Natural language region descriptions
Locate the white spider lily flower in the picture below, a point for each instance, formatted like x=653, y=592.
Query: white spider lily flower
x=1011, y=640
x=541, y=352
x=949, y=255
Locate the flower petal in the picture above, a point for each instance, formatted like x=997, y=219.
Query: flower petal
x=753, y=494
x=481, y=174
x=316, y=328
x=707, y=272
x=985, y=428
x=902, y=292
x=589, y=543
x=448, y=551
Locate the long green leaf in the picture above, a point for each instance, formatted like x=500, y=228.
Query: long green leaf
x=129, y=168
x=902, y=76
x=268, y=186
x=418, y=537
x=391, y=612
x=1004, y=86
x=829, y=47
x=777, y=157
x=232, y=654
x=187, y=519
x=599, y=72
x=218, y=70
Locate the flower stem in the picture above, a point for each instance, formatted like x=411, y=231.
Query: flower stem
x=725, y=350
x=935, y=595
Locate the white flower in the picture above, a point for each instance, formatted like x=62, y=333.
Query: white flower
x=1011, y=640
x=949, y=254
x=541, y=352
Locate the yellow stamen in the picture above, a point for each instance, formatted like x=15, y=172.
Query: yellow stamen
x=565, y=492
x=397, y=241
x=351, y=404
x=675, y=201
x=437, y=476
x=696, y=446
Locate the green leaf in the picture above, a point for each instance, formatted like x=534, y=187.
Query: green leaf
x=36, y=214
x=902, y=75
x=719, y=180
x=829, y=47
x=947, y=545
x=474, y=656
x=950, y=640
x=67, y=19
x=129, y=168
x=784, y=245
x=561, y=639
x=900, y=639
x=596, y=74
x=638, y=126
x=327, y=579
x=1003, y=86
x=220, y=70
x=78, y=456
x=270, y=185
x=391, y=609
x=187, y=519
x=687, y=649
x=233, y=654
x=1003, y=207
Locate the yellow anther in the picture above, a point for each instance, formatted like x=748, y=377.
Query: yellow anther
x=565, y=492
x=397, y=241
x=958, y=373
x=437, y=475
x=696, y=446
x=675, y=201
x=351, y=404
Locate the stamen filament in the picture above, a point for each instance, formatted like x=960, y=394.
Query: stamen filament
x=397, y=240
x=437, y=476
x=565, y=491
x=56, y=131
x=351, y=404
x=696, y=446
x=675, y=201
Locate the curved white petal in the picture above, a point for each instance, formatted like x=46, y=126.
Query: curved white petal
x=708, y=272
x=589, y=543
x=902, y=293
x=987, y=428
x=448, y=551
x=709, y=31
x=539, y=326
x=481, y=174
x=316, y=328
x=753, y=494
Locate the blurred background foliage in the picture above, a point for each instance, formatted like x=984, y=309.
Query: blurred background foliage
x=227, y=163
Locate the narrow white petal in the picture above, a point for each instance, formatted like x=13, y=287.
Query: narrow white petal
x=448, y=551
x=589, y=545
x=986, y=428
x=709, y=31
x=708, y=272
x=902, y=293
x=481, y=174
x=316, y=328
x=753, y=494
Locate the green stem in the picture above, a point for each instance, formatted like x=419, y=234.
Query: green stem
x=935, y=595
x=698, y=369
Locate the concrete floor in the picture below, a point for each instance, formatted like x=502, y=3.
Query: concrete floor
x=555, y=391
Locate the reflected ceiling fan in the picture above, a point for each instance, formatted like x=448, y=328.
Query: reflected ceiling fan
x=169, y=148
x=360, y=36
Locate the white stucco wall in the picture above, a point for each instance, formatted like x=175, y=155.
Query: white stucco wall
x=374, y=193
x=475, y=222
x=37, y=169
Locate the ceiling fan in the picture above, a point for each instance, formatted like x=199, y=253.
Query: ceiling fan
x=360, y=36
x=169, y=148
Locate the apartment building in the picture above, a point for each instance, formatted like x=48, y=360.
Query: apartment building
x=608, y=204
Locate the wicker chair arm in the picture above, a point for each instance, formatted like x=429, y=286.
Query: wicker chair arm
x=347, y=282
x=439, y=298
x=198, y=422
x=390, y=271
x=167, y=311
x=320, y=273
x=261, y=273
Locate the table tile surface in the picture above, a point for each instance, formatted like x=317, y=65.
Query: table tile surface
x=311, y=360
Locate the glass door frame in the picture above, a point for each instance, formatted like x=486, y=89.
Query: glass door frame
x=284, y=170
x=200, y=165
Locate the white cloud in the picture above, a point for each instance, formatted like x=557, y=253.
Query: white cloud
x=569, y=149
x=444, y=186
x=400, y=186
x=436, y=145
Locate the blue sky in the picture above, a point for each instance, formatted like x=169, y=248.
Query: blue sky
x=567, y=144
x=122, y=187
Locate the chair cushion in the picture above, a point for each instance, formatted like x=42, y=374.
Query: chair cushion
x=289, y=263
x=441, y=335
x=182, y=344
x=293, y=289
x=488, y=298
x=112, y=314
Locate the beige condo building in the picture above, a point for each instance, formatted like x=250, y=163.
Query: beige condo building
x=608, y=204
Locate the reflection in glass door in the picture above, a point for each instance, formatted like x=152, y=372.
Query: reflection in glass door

• _Work to complete_: For this exercise, transcribe all the records exactly.

• _Expected answer_:
Locate the white spider lily flower in the picture below, a point for each instance, formatted like x=653, y=592.
Query: white spider lily flower
x=1011, y=640
x=541, y=352
x=949, y=255
Locate the flower petal in the picture above, a point for each instance, formatted like x=997, y=219.
Query: flower petal
x=753, y=494
x=481, y=174
x=316, y=328
x=707, y=272
x=985, y=428
x=902, y=292
x=589, y=543
x=448, y=551
Locate the long green leaf in the picture above, a point for each instance, formatted like x=500, y=228.
Query: long green leaf
x=129, y=168
x=902, y=76
x=268, y=186
x=418, y=537
x=391, y=612
x=1004, y=86
x=829, y=47
x=777, y=157
x=232, y=654
x=187, y=519
x=599, y=72
x=218, y=70
Locate the flower stem in the picture above, a point for each instance, formatted like x=411, y=231.
Query: flower stem
x=725, y=350
x=935, y=595
Locate the white flower in the picture above, a point for each instance, formatted like x=62, y=333.
Query: white flower
x=1011, y=640
x=949, y=254
x=541, y=352
Locate the yellow stamen in the picture above, a point for each instance, formatted like x=15, y=172.
Query: yellow stamen
x=565, y=492
x=397, y=241
x=351, y=404
x=675, y=201
x=437, y=476
x=696, y=446
Locate the green leaf in the picture above, a point for each instance, formatted like x=534, y=187.
Query: green leaf
x=36, y=214
x=902, y=75
x=719, y=180
x=829, y=47
x=947, y=545
x=474, y=656
x=950, y=640
x=67, y=19
x=129, y=168
x=784, y=245
x=561, y=639
x=900, y=639
x=596, y=74
x=638, y=126
x=327, y=579
x=1003, y=86
x=220, y=70
x=78, y=456
x=270, y=185
x=391, y=609
x=187, y=519
x=687, y=649
x=233, y=654
x=1003, y=207
Locate the yellow anther in the picture above, a point for each instance, formatted like x=748, y=377.
Query: yellow anther
x=565, y=492
x=397, y=241
x=958, y=373
x=437, y=475
x=696, y=446
x=675, y=201
x=351, y=404
Locate the stamen filament in the picture above, a point for each instance, formatted like x=960, y=394.
Query: stamen filament
x=397, y=240
x=437, y=476
x=565, y=491
x=56, y=131
x=351, y=404
x=696, y=446
x=675, y=201
Locate the curved white petal in the picture above, a point for each instance, formatted like x=46, y=126.
Query: curved white petal
x=708, y=272
x=589, y=543
x=902, y=293
x=987, y=428
x=448, y=551
x=709, y=31
x=539, y=326
x=481, y=174
x=316, y=328
x=753, y=494
Locate the blurred background foliage in the picture above, a point for each instance, formatted like x=984, y=309.
Query: blurred background foliage
x=227, y=163
Locate the narrow white petal in the picture above, a point for each instance, formatted like x=13, y=287.
Query: narrow white petal
x=448, y=551
x=589, y=545
x=986, y=428
x=709, y=31
x=708, y=272
x=902, y=293
x=481, y=174
x=316, y=328
x=753, y=494
Locate the green stem in the picture above, a point for each instance, formatted like x=419, y=234.
Query: green stem
x=935, y=595
x=698, y=369
Locate the concrete floor in the picture below, a point for each instance, formatted like x=502, y=3.
Query: concrete floor
x=555, y=391
Locate the reflected ceiling fan in the picture above, a point for each instance, formatted like x=448, y=328.
Query: reflected ceiling fan
x=169, y=148
x=360, y=36
Locate the white stucco wall in the picture above, a point for each instance, formatted like x=175, y=155.
Query: white stucco wall
x=374, y=193
x=475, y=222
x=37, y=169
Locate the ceiling fan in the picture above, a point for each instance, formatted like x=199, y=253.
Query: ceiling fan
x=360, y=36
x=169, y=148
Locate the apartment building in the picture above, a point for each instance, formatted like x=48, y=360.
Query: apartment building
x=608, y=204
Locate the wicker chair arm in the picture above, a point for each instance, formatted like x=429, y=286.
Query: wicker chair arm
x=347, y=282
x=439, y=298
x=198, y=422
x=390, y=271
x=167, y=311
x=320, y=273
x=261, y=273
Locate the table tile surface in the picture above, a point for each instance, formatted like x=317, y=65.
Query: table tile surface
x=311, y=360
Locate the glass door frame in the picture above, a point for each instance, formatted like x=486, y=89.
Query: glass door frame
x=284, y=170
x=200, y=165
Locate the white cloud in the picture above, a point for each instance, formatted like x=557, y=253.
Query: white cloud
x=569, y=149
x=444, y=186
x=400, y=186
x=436, y=145
Locate the blue sky in the picture above, a point for each instance, formatted like x=169, y=248.
Query: blue sky
x=567, y=144
x=122, y=187
Locate the chair cushion in the picture above, a point for each instance, formatted like x=42, y=374.
Query: chair cushion
x=289, y=263
x=441, y=335
x=182, y=344
x=293, y=289
x=488, y=298
x=112, y=314
Locate the beige condo building in the picture above, a point for each instance, formatted like x=250, y=163.
Query: beige condo building
x=608, y=204
Locate the reflection in glass door in the picture above, a point for each instance, formatted like x=152, y=372.
Query: reflection in glass door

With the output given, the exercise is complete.